◆ **Records supplied**
......
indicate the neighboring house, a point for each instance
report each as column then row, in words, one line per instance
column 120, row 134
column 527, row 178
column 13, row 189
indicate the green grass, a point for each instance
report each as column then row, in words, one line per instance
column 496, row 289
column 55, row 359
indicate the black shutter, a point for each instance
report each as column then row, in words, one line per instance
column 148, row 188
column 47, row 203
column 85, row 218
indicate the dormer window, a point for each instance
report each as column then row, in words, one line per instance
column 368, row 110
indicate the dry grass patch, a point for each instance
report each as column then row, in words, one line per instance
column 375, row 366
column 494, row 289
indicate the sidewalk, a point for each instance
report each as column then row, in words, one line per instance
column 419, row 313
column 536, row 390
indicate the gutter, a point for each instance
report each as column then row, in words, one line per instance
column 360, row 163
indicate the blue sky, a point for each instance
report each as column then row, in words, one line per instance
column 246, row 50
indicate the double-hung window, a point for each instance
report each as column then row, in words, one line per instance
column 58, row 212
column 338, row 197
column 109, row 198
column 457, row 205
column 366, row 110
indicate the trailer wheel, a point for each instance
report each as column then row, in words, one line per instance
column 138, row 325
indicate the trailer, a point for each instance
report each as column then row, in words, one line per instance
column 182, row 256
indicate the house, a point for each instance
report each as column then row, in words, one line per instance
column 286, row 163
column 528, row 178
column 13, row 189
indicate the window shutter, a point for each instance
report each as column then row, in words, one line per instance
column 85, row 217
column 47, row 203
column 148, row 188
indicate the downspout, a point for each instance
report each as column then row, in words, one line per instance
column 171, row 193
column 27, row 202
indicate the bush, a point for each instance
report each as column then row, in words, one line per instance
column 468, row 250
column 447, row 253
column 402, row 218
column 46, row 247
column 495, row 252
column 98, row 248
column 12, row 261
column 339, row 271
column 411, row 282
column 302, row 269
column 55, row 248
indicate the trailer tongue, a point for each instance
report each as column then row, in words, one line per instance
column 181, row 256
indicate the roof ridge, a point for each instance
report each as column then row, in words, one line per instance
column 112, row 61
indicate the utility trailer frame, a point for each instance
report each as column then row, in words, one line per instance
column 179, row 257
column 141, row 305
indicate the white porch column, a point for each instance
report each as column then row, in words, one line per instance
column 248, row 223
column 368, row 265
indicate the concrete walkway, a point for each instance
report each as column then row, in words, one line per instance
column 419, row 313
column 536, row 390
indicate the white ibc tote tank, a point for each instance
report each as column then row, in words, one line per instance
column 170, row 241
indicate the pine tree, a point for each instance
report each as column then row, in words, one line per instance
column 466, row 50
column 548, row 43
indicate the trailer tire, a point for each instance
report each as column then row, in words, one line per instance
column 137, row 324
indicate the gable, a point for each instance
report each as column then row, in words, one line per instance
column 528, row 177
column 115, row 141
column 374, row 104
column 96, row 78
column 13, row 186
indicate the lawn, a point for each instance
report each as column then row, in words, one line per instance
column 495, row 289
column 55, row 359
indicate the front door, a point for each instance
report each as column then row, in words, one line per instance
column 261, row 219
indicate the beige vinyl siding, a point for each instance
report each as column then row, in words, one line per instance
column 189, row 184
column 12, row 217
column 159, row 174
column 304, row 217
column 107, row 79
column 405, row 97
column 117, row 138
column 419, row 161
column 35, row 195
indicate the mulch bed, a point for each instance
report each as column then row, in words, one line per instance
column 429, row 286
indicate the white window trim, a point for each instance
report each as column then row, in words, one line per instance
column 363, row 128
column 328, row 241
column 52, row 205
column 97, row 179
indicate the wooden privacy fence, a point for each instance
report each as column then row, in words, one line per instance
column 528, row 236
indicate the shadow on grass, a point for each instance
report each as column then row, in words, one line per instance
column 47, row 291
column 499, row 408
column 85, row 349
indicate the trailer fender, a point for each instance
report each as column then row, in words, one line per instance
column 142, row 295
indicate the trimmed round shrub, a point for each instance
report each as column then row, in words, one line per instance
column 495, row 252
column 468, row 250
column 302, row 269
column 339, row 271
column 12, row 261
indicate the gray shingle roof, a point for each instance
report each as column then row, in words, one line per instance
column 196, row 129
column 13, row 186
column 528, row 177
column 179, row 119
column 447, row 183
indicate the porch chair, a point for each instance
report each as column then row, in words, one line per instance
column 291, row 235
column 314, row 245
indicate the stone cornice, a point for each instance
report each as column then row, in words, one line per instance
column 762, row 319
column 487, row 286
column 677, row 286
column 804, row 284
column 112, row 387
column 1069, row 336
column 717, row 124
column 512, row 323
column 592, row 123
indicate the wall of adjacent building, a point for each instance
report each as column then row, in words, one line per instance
......
◆ **Directions for this task**
Hand back the material above in full, exactly as written.

◆ **Task output**
indicate the neighboring house, a point for each instance
report each as column then row, in words, one line per instance
column 120, row 134
column 527, row 178
column 13, row 189
indicate the green grass, a point for each instance
report each as column then row, in words, one line per instance
column 496, row 289
column 55, row 359
indicate the black shutter, a point for each instance
report each as column then row, in words, one line per instance
column 148, row 188
column 47, row 203
column 85, row 218
indicate the dormer window, a point for each instance
report each as column then row, in words, one line per instance
column 368, row 110
indicate the dry grass patch, a point for each instance
report each as column then row, in words, one line per instance
column 375, row 366
column 494, row 289
indicate the sidewalk, a point for each instance
report each as column then row, in words, one line per instance
column 419, row 313
column 536, row 390
indicate the gutter, a point for each instance
report each as column then row, in words, one line per instance
column 360, row 163
indicate the blue sky, a point for each instance
report each as column then row, in words, one line per instance
column 246, row 50
indicate the double-hung window, a point for each instance
report each as column then row, in words, one line per instance
column 58, row 212
column 338, row 197
column 109, row 198
column 457, row 205
column 366, row 110
indicate the trailer wheel, a point for each instance
report each as column then row, in words, one line per instance
column 138, row 325
indicate the trailer, a point for each instance
report each as column then row, in words, one line per instance
column 182, row 256
indicate the house, a point for each instance
report each as column then row, in words, one line per instance
column 286, row 163
column 528, row 178
column 13, row 189
indicate the window shutter, a point for each instance
report each as column then row, in words, one line per instance
column 85, row 217
column 47, row 203
column 148, row 188
indicate the downspout, a point for each instance
report each as column then row, in words, one line per instance
column 171, row 193
column 27, row 202
indicate the bush, a point for each instance
report each as column then row, in words, one line per instance
column 468, row 250
column 447, row 253
column 402, row 218
column 46, row 247
column 495, row 252
column 98, row 248
column 12, row 261
column 339, row 271
column 411, row 282
column 302, row 269
column 55, row 248
indicate the trailer tongue, a point for each instance
report each as column then row, in words, one line per instance
column 181, row 256
indicate the roof ridge, a point for each instance
report each as column then row, in words, one line per instance
column 112, row 61
indicate the utility trailer frame, a point for each instance
report each as column then row, in words, one line per instance
column 179, row 257
column 141, row 305
indicate the white porch column, a point for each instance
report each as column then row, in words, one line per instance
column 248, row 223
column 368, row 265
indicate the concrete walkway, a point for each instance
report each as column then row, in words, one line per instance
column 419, row 313
column 536, row 390
indicate the white ibc tote tank, a point for each instance
report each as column then row, in words, one line per instance
column 170, row 241
indicate the pine tree, a point for each instance
report each as column then row, in words, one line per instance
column 466, row 50
column 548, row 43
indicate the trailer tire, a point for each instance
report each as column then row, in words, one line per instance
column 137, row 324
indicate the gable, a point for each instance
report each as column then row, in words, one line per instance
column 528, row 177
column 115, row 141
column 374, row 104
column 96, row 78
column 13, row 186
indicate the lawn, a point for each instance
report each as column then row, in words, one line per instance
column 495, row 289
column 55, row 359
indicate the front door, a point for each instance
report each as column then row, in words, one line per instance
column 261, row 219
indicate the beige vinyl siding, a point for each instance
report each as column then row, in words, one line per instance
column 189, row 184
column 12, row 217
column 159, row 174
column 304, row 217
column 107, row 79
column 405, row 97
column 117, row 138
column 419, row 161
column 35, row 195
indicate the mulch bed, a point for each instance
report each as column then row, in words, one line per instance
column 429, row 286
indicate the white window trim, a point for each instance
report each as column then row, in words, one line per instance
column 363, row 128
column 328, row 241
column 52, row 205
column 97, row 179
indicate the wooden privacy fence, a point for each instance
report each as column then row, in words, one line per instance
column 528, row 236
indicate the shadow on grass, a point for each instance
report each as column then row, in words, one line per instance
column 47, row 291
column 499, row 408
column 85, row 349
indicate the trailer fender, a point for each instance
report each as column then row, in words, one line per instance
column 142, row 295
indicate the trimmed round shrub, a point for each instance
report each as column then row, in words, one line per instance
column 495, row 252
column 468, row 250
column 302, row 269
column 339, row 271
column 12, row 261
indicate the gray shingle roof, a point for each instance
report each as column then row, in words, one line per instance
column 196, row 129
column 13, row 186
column 528, row 177
column 179, row 119
column 447, row 183
indicate the porch chair, a point for each instance
report each as column then row, in words, one line per instance
column 291, row 235
column 314, row 245
indicate the stone cornice, a point for each instance
report each as column then row, in words, one line per instance
column 762, row 319
column 487, row 286
column 677, row 286
column 804, row 284
column 112, row 387
column 1069, row 336
column 717, row 124
column 512, row 323
column 592, row 123
indicate the wall of adjacent building, a point for each instance
report each as column then row, in words, one line per instance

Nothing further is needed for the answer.